- **WORK REQUIRED**
Copy all of the material below exactly.

[Part of a data file]
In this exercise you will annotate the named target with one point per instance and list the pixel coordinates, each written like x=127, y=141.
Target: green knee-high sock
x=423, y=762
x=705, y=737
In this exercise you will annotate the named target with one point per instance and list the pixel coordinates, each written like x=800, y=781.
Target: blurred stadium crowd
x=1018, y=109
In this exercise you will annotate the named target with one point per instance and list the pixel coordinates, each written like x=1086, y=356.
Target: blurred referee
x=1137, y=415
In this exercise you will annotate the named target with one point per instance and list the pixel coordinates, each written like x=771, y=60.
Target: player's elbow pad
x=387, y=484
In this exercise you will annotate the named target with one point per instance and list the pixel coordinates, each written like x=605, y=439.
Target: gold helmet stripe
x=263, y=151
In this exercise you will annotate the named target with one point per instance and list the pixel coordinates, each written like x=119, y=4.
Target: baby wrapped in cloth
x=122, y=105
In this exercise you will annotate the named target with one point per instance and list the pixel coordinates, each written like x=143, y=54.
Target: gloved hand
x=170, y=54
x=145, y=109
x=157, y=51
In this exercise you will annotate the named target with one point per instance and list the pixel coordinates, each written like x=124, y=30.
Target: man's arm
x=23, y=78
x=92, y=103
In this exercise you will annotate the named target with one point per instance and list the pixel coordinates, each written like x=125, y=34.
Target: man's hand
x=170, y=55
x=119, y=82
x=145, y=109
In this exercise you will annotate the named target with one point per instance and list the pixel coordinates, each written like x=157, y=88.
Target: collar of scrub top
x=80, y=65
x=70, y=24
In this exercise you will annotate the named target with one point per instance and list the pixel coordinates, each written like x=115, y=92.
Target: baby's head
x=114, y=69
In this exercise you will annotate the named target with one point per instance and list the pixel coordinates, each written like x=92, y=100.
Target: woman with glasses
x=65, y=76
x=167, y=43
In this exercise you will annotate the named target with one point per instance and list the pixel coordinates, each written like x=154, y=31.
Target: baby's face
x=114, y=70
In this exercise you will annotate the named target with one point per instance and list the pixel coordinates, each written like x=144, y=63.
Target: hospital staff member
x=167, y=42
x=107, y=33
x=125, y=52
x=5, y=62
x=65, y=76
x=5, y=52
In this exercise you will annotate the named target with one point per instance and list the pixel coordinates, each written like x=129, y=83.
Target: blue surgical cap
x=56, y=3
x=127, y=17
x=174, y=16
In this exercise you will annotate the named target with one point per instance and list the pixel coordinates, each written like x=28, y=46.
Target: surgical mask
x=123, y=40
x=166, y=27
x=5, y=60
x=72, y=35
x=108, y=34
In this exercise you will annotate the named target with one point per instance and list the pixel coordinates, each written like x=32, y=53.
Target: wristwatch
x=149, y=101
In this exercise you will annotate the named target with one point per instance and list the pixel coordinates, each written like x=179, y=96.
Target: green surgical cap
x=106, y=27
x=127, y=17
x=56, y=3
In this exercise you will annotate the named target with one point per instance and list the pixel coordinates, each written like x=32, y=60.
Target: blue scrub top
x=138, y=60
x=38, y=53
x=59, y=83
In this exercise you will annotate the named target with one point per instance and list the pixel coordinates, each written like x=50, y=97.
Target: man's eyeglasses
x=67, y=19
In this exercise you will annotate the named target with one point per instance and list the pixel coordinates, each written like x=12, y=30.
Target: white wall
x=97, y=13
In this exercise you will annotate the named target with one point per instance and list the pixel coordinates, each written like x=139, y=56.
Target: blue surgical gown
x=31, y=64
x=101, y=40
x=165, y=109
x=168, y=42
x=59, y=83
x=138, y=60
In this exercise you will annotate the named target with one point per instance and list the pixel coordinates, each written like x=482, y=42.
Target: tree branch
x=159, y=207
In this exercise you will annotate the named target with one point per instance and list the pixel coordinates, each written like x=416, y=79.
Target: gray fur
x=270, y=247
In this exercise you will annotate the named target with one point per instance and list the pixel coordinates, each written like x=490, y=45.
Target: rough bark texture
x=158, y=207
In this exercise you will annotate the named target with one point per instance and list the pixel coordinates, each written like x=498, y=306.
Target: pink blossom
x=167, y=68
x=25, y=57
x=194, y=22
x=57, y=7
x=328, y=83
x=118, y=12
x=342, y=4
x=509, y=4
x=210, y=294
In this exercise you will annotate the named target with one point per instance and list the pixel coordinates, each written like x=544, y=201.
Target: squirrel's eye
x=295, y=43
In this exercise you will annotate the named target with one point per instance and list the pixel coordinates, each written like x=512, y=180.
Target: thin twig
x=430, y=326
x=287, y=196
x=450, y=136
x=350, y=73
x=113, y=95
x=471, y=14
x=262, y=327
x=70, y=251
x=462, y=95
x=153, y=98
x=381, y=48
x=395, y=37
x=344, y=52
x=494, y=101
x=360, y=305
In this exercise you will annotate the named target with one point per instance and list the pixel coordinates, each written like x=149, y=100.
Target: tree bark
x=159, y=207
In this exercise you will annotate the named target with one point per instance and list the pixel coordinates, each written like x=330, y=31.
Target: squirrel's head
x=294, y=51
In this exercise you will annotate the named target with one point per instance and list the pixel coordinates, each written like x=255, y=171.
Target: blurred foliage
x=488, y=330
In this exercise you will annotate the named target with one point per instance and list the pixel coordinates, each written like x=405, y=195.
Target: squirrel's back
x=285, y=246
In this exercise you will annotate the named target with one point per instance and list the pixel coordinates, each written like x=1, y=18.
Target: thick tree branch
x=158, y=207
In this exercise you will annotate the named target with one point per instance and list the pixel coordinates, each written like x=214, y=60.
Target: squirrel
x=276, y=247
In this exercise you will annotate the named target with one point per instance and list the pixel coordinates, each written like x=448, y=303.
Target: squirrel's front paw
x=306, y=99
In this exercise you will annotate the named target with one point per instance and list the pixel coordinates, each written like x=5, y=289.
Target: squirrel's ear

- **FINAL RESULT**
In this exercise you will annotate the named target with one point per instance and list the pixel coordinates, each written like x=127, y=141.
Target: green knee-high sock
x=423, y=762
x=705, y=737
In this exercise you will annotate the named target with one point per instance and list the pixel coordinates, each written like x=800, y=781.
Target: blurred stadium crowd
x=1018, y=109
In this exercise you will annotate the named target with one point per instance and list the pixel coordinates, each written like x=1086, y=356.
Target: blurred referee
x=1137, y=415
In this exercise you will annotate the named target with one point per instance and list the pixel coordinates, each written like x=771, y=60.
Target: player's elbow pad
x=387, y=484
In this exercise you will annotate the named target with one point per instance and list the pixel coordinates, each written like x=605, y=439.
Target: gold helmet stripe
x=263, y=151
In this exercise you will annotate the named target with one point per instance and list the pixel coordinates, each written like x=119, y=4.
Target: baby wrapped in cloth
x=122, y=105
In this exercise you will annotate the named target with one point per instance and list the pixel coordinates, each written like x=143, y=54.
Target: gloved hand
x=170, y=54
x=145, y=109
x=157, y=51
In this exercise you will annotate the named target with one point per instance and list the pixel coordinates, each written like x=124, y=30.
Target: man's arm
x=23, y=78
x=92, y=103
In this exercise you will annotate the named target with one point per instance and list the pixel coordinates, each written like x=125, y=34.
Target: man's hand
x=170, y=55
x=119, y=82
x=145, y=109
In this exercise you will annotate the named target with one point per instance and list the pixel coordinates, each written like x=157, y=88.
Target: collar of scrub top
x=80, y=65
x=70, y=24
In this exercise you will annotate the named target with one point per instance and list the pixel coordinates, each written like x=115, y=92.
Target: baby's head
x=114, y=69
In this exercise you will annotate the named target with one point per instance and list the pixel coordinates, each written like x=92, y=100.
Target: woman with glasses
x=65, y=76
x=167, y=43
In this exercise you will annotate the named target with one point per instance and list the pixel coordinates, each written like x=154, y=31.
Target: baby's face
x=114, y=70
In this exercise you will annotate the named target with one point per instance and list the pixel coordinates, each written like x=144, y=63.
Target: hospital staff member
x=167, y=42
x=107, y=33
x=125, y=52
x=5, y=62
x=65, y=76
x=5, y=52
In this exercise you will annotate the named target with one point per instance and list the pixel coordinates, each written like x=129, y=83.
Target: blue surgical cap
x=56, y=3
x=127, y=17
x=174, y=16
In this exercise you will annotate the named target with one point per instance and list the pixel coordinates, each written like x=28, y=46.
Target: surgical mask
x=123, y=40
x=166, y=27
x=5, y=60
x=72, y=35
x=108, y=34
In this exercise you will annotate the named target with one point per instance and list the pixel coordinates, each written like x=32, y=53.
Target: wristwatch
x=149, y=101
In this exercise you will annotate the named target with one point per instance and list the pixel coordinates, each written like x=179, y=96.
Target: green surgical cap
x=106, y=27
x=127, y=17
x=56, y=3
In this exercise you will annotate the named target with one point per instance and list the pixel coordinates, each written like x=32, y=60.
Target: blue scrub top
x=138, y=60
x=38, y=53
x=59, y=83
In this exercise you will annotate the named target with one point per instance and list the pixel coordinates, each written like x=50, y=97.
Target: man's eyeglasses
x=67, y=19
In this exercise you will annotate the named target with one point per instance and list the pixel coordinates, each written like x=12, y=30.
Target: white wall
x=97, y=13
In this exercise you will annotate the named target with one point per instance and list the pixel coordinates, each written like x=139, y=56.
Target: blue surgical gown
x=31, y=64
x=101, y=40
x=165, y=109
x=168, y=42
x=59, y=83
x=138, y=60
In this exercise you will annotate the named target with one point per instance and list the pixel coordinates, each written like x=482, y=42.
Target: tree branch
x=159, y=207
In this exercise you will annotate the named target with one point per instance and list the pixel coordinates, each written like x=416, y=79.
Target: gray fur
x=270, y=247
In this exercise you will annotate the named target with one point per instance and list the pixel coordinates, each written like x=490, y=45.
Target: rough bark texture
x=158, y=207
In this exercise you will annotate the named target with one point per instance and list the pixel coordinates, each written like x=498, y=306.
Target: pink blossom
x=167, y=68
x=25, y=57
x=194, y=22
x=57, y=7
x=328, y=83
x=118, y=12
x=342, y=4
x=509, y=4
x=210, y=294
In this exercise you will annotate the named target with one point per instance and list the pixel coordinates, each written like x=544, y=201.
Target: squirrel's eye
x=295, y=43
In this exercise you will annotate the named target with one point per instance and list the pixel coordinates, each written like x=512, y=180.
Target: thin twig
x=430, y=326
x=287, y=196
x=450, y=136
x=350, y=73
x=113, y=95
x=471, y=14
x=262, y=327
x=70, y=251
x=462, y=95
x=153, y=98
x=381, y=48
x=395, y=37
x=344, y=52
x=494, y=101
x=360, y=305
In this exercise you will annotate the named target with one point per instance and list the pixel coordinates, each written like x=149, y=100.
Target: tree bark
x=159, y=207
In this exercise you will annotate the named target with one point per instance and list the pixel coordinates, each written like x=330, y=31.
Target: squirrel's head
x=294, y=51
In this exercise you will annotate the named target with one point per instance and list the pixel coordinates, each written like x=255, y=171.
Target: blurred foliage
x=488, y=330
In this exercise you will annotate the named target with one point per instance and list the pixel coordinates, each written like x=405, y=195.
Target: squirrel's back
x=285, y=246
In this exercise you will annotate the named target with one point per instance and list the pixel coordinates, each written like x=1, y=18.
Target: thick tree branch
x=158, y=207
In this exercise you will annotate the named target with one point per instance and list the pixel coordinates, each written like x=214, y=60.
Target: squirrel
x=276, y=247
In this exercise you will annotate the named target with one point per instance and list the pixel coordinates, each written like x=448, y=303.
Target: squirrel's front paw
x=306, y=99
In this exercise you will annotate the named target with one point per instance and list the pixel coordinates, each written like x=5, y=289.
Target: squirrel's ear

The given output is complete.